- Theatrical release poster
- Directed by: Fiona Cochrane
- Written by: Helen Collins
- Produced by: Fiona Cochrane Leverne McDonnell
- Starring: Leverne McDonnell Gail Watson Nina Landis Louise Siversen Ben Steel Peta Brady Robert Rabiah
- Cinematography: Zbigniew Friedrich
- Edited by: Zbigniew Friedrich
- Music by: Joe Camilleri The Black Sorrows
- Release date: 30 August 2008 (Montréal World Film Festival);
- Country: Australia
- Language: English

= Four of a Kind (film) =

Four of a Kind is the debut feature film for director Fiona Cochrane. It was completed in 2008 and released in 2009.

==Cast==

- Leverne McDonnell as Detective Inspector Gina Sturrock
- Gail Watson
- Nina Landis as Susan
- Louise Siversen as Anne
- Ben Steel as Michael Keeling
- Peta Brady as Young Gina
- Robert Rabiah as Paul

==Production==

It is based on the stage play Disclosure by Helen Collins as presented at La Mama Theatre (Melbourne) during the 2006 Melbourne Fringe Festival. It was shot on location in Melbourne, Australia.

==Synopsis==

Lies. Betrayal. Blackmail. Murder.

### DATA ROWS

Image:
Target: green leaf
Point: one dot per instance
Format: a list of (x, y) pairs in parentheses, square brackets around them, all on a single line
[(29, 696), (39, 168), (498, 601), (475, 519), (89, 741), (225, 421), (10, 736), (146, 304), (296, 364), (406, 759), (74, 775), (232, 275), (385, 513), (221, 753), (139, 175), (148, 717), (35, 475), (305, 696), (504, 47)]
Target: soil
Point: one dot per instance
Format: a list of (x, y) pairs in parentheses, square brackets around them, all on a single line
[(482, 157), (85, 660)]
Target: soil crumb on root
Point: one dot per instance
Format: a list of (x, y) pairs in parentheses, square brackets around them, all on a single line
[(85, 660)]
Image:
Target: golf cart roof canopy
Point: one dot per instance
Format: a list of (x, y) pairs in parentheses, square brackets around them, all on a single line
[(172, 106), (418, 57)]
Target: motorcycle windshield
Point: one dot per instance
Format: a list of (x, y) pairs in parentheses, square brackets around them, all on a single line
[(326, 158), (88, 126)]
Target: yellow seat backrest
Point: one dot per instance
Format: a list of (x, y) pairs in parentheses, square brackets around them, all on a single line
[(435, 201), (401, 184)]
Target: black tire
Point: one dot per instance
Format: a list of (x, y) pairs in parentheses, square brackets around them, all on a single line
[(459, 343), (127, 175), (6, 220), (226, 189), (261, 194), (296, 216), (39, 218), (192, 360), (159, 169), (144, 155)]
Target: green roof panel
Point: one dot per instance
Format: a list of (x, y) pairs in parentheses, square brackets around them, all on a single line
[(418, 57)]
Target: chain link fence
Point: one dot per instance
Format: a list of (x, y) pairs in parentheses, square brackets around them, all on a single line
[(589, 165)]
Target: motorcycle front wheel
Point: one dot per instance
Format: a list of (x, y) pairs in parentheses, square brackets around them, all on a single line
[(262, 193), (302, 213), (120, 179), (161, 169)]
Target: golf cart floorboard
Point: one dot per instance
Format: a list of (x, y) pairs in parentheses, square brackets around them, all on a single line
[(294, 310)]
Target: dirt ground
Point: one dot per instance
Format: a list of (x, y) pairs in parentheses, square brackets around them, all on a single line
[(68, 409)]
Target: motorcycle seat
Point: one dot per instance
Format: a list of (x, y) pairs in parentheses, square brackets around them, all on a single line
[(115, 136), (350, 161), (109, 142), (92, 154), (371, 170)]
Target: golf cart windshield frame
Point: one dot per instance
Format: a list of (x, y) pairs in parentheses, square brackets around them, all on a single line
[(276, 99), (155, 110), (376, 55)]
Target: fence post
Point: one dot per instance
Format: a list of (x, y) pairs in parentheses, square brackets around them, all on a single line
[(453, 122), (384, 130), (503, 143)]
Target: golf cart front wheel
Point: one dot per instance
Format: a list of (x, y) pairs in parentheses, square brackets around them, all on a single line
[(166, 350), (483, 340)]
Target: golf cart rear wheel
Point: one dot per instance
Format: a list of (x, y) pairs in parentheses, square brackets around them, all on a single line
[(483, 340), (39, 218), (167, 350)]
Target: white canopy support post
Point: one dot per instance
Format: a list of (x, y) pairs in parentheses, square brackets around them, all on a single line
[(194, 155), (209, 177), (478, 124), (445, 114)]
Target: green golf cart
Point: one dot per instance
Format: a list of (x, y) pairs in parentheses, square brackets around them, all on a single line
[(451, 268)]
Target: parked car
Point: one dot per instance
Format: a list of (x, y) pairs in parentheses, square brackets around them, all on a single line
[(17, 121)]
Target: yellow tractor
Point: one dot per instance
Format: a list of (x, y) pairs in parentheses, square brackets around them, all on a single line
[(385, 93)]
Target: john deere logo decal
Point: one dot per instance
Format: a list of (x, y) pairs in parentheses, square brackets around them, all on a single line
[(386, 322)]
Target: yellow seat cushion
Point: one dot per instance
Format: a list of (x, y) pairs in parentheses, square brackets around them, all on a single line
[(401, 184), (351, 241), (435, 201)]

### AIM OF THE TASK
Answer these from the page on the film Four of a Kind:
1. Which actor plays Susan?
2. What stage play is the film based on?
3. Where was the film shot?

### FULL ANSWER
1. Nina Landis
2. Disclosure, by Helen Collins
3. On location in Melbourne, Australia